TUJUAN LATIHAN → Menurut teks sumber, berapa kira-kira jumlah warga Desa Wadas yang dibawa ke Polres Purworejo pada 9 Februari 2022?

TEKS SUMBER →

Deras Dukungan untuk Wadas
KLIK BALIKPAPAN – Masyarakat Indonesia dari pelbagai elemen terus memberi dukungan kepada warga Desa Wadas, Kecamatan Bener, Kabupaten Purworejo.
Pada 9 Februari 2022, sekitar 64 warga Desa Wadas sempat dibawa ke Polres Purworejo. Mereka dituding membawa senjata tajam dan melakukan provokasi. Namun, keterangan itu dibantah warga.
Kepala Divisi Advokasi LBH Yogyakarta Julian Duwi Prasetia mengungkapkan puluhan warga ditangkap polisi, beberapa di antaranya masih di bawah umur. Beruntung, polisi akhirnya melepaskan mereka.
Proses pengamanan Desa Wadas untuk pengukuran proyek strategis nasional Bendungan Bener menuai kritik dan polemik di tengah masyarakat.

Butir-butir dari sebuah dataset
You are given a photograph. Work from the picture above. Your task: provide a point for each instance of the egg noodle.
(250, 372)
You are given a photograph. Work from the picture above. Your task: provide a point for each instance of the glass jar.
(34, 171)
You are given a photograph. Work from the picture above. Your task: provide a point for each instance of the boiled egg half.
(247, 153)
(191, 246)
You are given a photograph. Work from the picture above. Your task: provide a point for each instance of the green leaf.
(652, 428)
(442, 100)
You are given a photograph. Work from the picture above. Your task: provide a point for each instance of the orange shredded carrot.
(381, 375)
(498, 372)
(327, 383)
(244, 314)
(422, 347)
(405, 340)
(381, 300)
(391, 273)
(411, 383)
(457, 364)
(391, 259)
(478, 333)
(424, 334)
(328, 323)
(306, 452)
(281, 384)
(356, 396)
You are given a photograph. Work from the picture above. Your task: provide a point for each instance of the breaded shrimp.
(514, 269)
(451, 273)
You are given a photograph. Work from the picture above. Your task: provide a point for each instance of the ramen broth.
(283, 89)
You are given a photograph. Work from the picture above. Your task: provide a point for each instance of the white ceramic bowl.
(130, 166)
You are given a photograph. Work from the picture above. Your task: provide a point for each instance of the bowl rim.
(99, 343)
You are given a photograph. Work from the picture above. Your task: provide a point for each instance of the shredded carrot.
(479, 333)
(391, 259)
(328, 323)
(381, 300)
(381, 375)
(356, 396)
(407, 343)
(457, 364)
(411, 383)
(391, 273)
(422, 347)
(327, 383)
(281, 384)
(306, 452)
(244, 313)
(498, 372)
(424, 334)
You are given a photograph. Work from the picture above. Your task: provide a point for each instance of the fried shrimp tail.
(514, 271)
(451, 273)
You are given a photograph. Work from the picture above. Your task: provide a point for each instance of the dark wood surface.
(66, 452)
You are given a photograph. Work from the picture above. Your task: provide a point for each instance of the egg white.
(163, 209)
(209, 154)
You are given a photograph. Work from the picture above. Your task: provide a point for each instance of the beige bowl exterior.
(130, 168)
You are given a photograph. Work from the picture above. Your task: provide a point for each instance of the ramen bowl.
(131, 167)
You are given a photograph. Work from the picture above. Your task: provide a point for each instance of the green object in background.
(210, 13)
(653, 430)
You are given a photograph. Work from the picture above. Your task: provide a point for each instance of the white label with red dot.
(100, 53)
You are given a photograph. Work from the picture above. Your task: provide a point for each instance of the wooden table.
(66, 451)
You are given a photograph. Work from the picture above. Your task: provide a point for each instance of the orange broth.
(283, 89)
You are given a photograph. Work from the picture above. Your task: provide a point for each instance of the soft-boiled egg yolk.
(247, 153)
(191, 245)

JAWABAN TUGAS → Sekitar 64 warga.